Problem description:
Write out the data exactly, every line included.

Study material Start Marker

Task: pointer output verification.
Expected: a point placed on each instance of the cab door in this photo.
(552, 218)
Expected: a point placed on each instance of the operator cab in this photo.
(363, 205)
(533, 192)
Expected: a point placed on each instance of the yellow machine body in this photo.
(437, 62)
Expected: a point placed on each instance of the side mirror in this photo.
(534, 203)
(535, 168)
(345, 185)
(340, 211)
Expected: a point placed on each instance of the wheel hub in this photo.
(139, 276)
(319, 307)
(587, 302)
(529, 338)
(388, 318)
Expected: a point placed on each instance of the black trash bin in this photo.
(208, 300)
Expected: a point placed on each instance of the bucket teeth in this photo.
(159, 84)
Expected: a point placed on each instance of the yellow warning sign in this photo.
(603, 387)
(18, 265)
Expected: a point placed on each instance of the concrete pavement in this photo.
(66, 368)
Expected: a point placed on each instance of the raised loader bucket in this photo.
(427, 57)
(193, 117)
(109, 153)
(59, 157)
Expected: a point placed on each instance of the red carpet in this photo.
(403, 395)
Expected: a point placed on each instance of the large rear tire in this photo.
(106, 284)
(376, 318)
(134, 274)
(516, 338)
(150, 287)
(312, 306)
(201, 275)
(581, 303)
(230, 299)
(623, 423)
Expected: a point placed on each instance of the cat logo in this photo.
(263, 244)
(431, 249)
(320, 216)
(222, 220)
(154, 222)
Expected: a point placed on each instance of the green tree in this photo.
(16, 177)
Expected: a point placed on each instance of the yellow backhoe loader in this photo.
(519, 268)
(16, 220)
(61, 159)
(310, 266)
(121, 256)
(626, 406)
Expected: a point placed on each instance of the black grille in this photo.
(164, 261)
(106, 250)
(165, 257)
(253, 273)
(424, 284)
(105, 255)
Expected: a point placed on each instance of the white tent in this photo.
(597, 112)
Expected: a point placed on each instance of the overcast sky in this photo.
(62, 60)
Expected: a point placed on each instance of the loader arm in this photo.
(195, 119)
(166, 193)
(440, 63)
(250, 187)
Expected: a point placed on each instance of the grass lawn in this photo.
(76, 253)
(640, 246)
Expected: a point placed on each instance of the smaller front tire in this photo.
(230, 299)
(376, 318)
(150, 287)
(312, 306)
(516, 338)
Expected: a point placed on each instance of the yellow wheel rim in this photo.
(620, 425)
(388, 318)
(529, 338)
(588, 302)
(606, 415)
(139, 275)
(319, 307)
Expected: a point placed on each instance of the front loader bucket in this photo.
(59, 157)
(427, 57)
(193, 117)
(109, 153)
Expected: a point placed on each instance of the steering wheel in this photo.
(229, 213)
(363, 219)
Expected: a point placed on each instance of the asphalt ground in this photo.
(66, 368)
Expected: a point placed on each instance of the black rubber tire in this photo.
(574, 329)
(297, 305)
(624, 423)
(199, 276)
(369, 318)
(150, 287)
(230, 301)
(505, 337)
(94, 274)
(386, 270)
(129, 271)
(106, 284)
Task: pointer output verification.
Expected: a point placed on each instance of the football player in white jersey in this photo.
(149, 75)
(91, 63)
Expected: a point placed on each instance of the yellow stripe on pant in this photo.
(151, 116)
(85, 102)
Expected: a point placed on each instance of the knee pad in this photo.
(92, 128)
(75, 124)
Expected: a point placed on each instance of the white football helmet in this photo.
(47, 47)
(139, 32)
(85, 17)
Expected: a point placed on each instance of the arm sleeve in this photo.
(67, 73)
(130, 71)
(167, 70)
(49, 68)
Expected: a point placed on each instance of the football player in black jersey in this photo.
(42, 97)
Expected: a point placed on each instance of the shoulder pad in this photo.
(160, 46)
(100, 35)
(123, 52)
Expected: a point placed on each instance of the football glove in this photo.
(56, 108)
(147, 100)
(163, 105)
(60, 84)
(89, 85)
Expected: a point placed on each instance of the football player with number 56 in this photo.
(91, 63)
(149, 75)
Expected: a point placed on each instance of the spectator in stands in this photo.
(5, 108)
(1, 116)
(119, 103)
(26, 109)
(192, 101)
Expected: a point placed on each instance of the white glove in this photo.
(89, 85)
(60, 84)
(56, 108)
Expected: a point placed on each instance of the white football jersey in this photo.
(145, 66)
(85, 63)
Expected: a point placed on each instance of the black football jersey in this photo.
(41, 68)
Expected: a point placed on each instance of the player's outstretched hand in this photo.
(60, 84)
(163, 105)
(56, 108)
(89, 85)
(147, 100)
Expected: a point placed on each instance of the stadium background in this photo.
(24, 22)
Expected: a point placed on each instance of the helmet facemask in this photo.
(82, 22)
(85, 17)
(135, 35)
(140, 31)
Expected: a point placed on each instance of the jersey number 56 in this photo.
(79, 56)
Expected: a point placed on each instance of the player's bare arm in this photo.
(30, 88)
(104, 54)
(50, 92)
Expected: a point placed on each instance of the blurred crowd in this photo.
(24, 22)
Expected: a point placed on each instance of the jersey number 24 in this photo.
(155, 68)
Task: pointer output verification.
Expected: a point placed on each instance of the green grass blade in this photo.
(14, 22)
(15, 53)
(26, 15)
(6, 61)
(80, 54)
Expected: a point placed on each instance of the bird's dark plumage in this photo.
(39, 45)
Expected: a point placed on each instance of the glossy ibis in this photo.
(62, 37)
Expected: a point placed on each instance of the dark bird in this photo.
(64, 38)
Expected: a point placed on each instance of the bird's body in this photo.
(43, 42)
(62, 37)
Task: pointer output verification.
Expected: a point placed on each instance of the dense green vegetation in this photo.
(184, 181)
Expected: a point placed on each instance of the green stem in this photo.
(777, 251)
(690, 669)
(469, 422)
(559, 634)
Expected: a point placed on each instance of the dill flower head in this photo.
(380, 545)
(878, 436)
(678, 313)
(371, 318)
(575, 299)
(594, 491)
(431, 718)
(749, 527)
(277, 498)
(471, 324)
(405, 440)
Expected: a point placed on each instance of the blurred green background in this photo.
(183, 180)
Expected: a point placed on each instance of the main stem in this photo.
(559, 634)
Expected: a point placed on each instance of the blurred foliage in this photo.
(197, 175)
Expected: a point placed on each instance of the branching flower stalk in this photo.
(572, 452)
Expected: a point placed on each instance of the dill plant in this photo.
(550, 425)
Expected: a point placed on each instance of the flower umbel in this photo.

Study material End Marker

Completed task:
Task: pointer output verification.
Expected: a point placed on each instance of the cab door in this photo.
(552, 218)
Expected: a point placed on each instance of the operator cab in this photo.
(363, 205)
(533, 192)
Expected: a point placed on each instance of the yellow machine body in this photo.
(437, 62)
Expected: a point placed on each instance of the side mirror in this photo.
(534, 203)
(535, 168)
(345, 185)
(340, 211)
Expected: a point placed on each instance of the wheel hub in this photo.
(139, 276)
(319, 307)
(587, 302)
(529, 338)
(388, 318)
Expected: a point placed on each instance of the black trash bin in this photo.
(208, 300)
Expected: a point placed on each instance of the bucket teeth in this photo.
(159, 84)
Expected: a point placed on each instance of the yellow warning sign in this photo.
(603, 387)
(18, 265)
Expected: a point placed on each instance of the concrete pavement in this photo.
(66, 368)
Expected: a point placed on each instance of the raised loader bucket in this photo.
(427, 57)
(193, 117)
(109, 153)
(59, 157)
Expected: a point placed on each instance of the red carpet in this photo.
(403, 395)
Expected: a point placed on each instance of the large rear tire in this photo.
(106, 284)
(376, 318)
(134, 274)
(516, 338)
(150, 287)
(312, 306)
(201, 275)
(581, 303)
(230, 299)
(623, 423)
Expected: a point placed on each instance of the cat logo in this photo.
(263, 244)
(431, 249)
(320, 216)
(222, 220)
(154, 222)
Expected: a point placed on each instance of the green tree in this photo.
(16, 177)
Expected: a point placed on each instance of the yellow backhoe loader in this photo.
(519, 268)
(16, 220)
(61, 159)
(310, 266)
(121, 256)
(626, 406)
Expected: a point placed on each instance of the black grille in this photo.
(164, 261)
(106, 250)
(165, 257)
(253, 273)
(424, 284)
(105, 255)
Expected: a point placed on each instance of the white tent in this photo.
(597, 112)
Expected: a point placed on each instance of the overcast sky in this photo.
(62, 60)
Expected: a point placed on each instance of the loader arm in this photo.
(195, 119)
(166, 193)
(440, 63)
(250, 187)
Expected: a point placed on each instance of the grass lawn in this photo.
(76, 253)
(640, 246)
Expected: a point placed on each instance of the smaller front tire in this photo.
(230, 299)
(376, 318)
(150, 287)
(312, 306)
(516, 338)
Expected: a point placed on each instance of the yellow wheel rim in this photo.
(620, 425)
(388, 318)
(529, 338)
(588, 302)
(606, 415)
(139, 275)
(319, 307)
Expected: a point placed on each instance of the front loader bucket in this photo.
(59, 157)
(427, 57)
(193, 117)
(109, 153)
Expected: a point placed on each instance of the steering wheel in this photo.
(229, 213)
(363, 219)
Expected: a point placed on each instance of the asphalt ground in this photo.
(66, 368)
Expected: a point placed on each instance of the black rubber tire in this photo.
(574, 329)
(297, 305)
(624, 423)
(199, 276)
(369, 318)
(150, 287)
(230, 301)
(505, 337)
(94, 274)
(386, 270)
(129, 271)
(106, 284)
Task: pointer output verification.
Expected: a point placed on each instance of the football player in white jersey in this photo.
(149, 75)
(91, 63)
Expected: a point placed on each instance of the yellow stripe on pant in this photo.
(151, 116)
(85, 102)
Expected: a point placed on each instance of the knee pad in this photo.
(92, 128)
(75, 124)
Expected: a point placed on each instance of the white football helmet in this photo.
(47, 47)
(139, 32)
(85, 17)
Expected: a point placed on each instance of the arm sleeve in this photo.
(67, 73)
(130, 71)
(167, 70)
(49, 68)
Expected: a point placed on each instance of the football player in black jersey in this photo.
(42, 97)
Expected: a point placed on each instance of the shoulder pad in this photo.
(160, 46)
(100, 35)
(123, 52)
Expected: a point placed on each instance of the football glove in this photo.
(56, 108)
(147, 100)
(163, 105)
(60, 84)
(89, 85)
Expected: a point placed on each instance of the football player with number 56 in this photo.
(91, 63)
(149, 75)
Expected: a point placed on each instance of the spectator in stands in this photo.
(5, 108)
(1, 116)
(119, 103)
(26, 109)
(192, 101)
Expected: a point placed on each instance of the white glove in this photo.
(89, 85)
(60, 84)
(56, 108)
Expected: a point placed on each instance of the white football jersey in this photo.
(145, 66)
(85, 63)
Expected: a point placed on each instance of the black football jersey in this photo.
(41, 68)
Expected: a point placed on each instance of the player's outstretched hand in this photo.
(60, 84)
(163, 105)
(56, 108)
(89, 85)
(147, 100)
Expected: a point placed on each instance of the stadium background in this photo.
(24, 22)
Expected: a point placed on each instance of the helmet facemask in this photo.
(82, 22)
(85, 17)
(135, 35)
(140, 31)
Expected: a point placed on each instance of the jersey number 56 in this photo.
(79, 56)
Expected: a point placed on each instance of the player's bare arm in this photo.
(30, 88)
(104, 54)
(50, 92)
Expected: a point placed on each instance of the blurred crowd in this photo.
(24, 22)
Expected: a point placed on each instance of the jersey number 24 in this photo.
(155, 68)
Task: pointer output verification.
Expected: a point placed on each instance of the green grass blade in this photo.
(14, 22)
(15, 53)
(26, 15)
(6, 61)
(80, 54)
Expected: a point placed on each instance of the bird's dark plumage in this photo.
(39, 45)
Expected: a point placed on each instance of the glossy ibis in this photo.
(62, 37)
Expected: a point placed on each instance of the dark bird in this photo.
(64, 38)
Expected: a point placed on each instance of the bird's body in this photo.
(43, 42)
(62, 37)
Task: pointer output verification.
Expected: a point placed on each instance of the dense green vegetation in this photo.
(184, 181)
Expected: a point placed on each instance of the green stem in this photo.
(777, 251)
(690, 669)
(469, 422)
(559, 634)
Expected: a point placed on each instance of the dill flower head in this photo.
(380, 545)
(878, 436)
(678, 313)
(371, 318)
(575, 299)
(594, 491)
(431, 718)
(749, 527)
(277, 498)
(471, 324)
(405, 440)
Expected: a point placed on each instance of the blurred green background in this photo.
(183, 180)
Expected: a point placed on each instance of the main stem in this photo.
(559, 634)
Expected: a point placed on each instance of the blurred foliage in this photo.
(197, 175)
Expected: a point placed on each instance of the branching flower stalk in this photo.
(572, 452)
Expected: a point placed on each instance of the dill plant in this photo.
(550, 425)
Expected: a point placed on each instance of the flower umbel in this photo.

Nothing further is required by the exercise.